How to improve your online personal brand?What is personal branding? Nope not searing your name on your forearm so people can tell who you are. Well, tattooing could be a form of personal branding as well, really. But personal branding goes beyond the way you style your style to stick out of the crowd.

Personal Branding, in this digital age, is creating an online presence that distinguishes you with some quality or expertise, for the world.

So indeed, it does set you apart much like tattooing every inch of your body would. However, the distinction is the creation of an online presence that is uniquely associated with you, who you are, what you represent, and whatever you identify yourself to be.

In other words, how you want to market yourself, your career, or your personality, is your unique personal brand. This could be similar to professional brand building like entrepreneurs are known to do. However, personal branding can be done by anyone, with or without a commercial angle to the purpose.
 

Why is Personal Branding important?

Let’s begin with the most crucial – Employers. What you do online is no longer in a silo, sitting pretty all by itself and doing nothing for you.

* _Data rows_

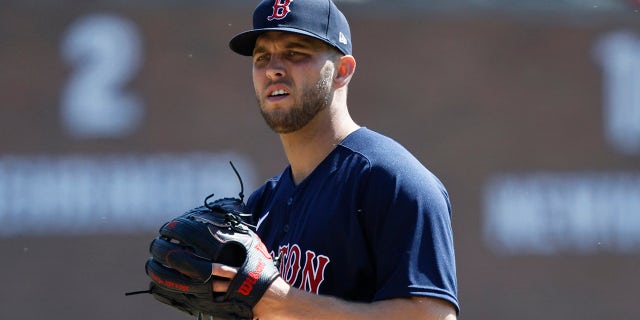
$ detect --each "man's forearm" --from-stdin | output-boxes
* * *
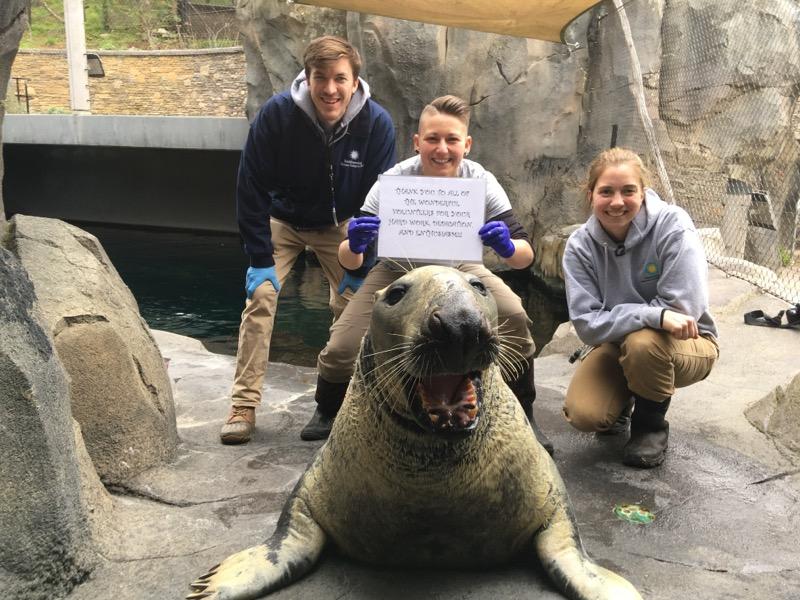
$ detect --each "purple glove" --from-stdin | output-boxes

* _Exercise requirements_
- a) From the personal branding text, extract the passage between "In other words, how" and "nothing for you.", inclusive.
- b) In the personal branding text, which group is named as the most crucial when explaining why personal branding is important?
- c) List the things that the personal branding text says you might want to market as your unique personal brand.

* _Answers to the exercises_
- a)
In other words, how you want to market yourself, your career, or your personality, is your unique personal brand. This could be similar to professional brand building like entrepreneurs are known to do. However, personal branding can be done by anyone, with or without a commercial angle to the purpose.
 

Why is Personal Branding important?

Let’s begin with the most crucial – Employers. What you do online is no longer in a silo, sitting pretty all by itself and doing nothing for you.

- b) Employers.

- c)
- Yourself
- Your career
- Your personality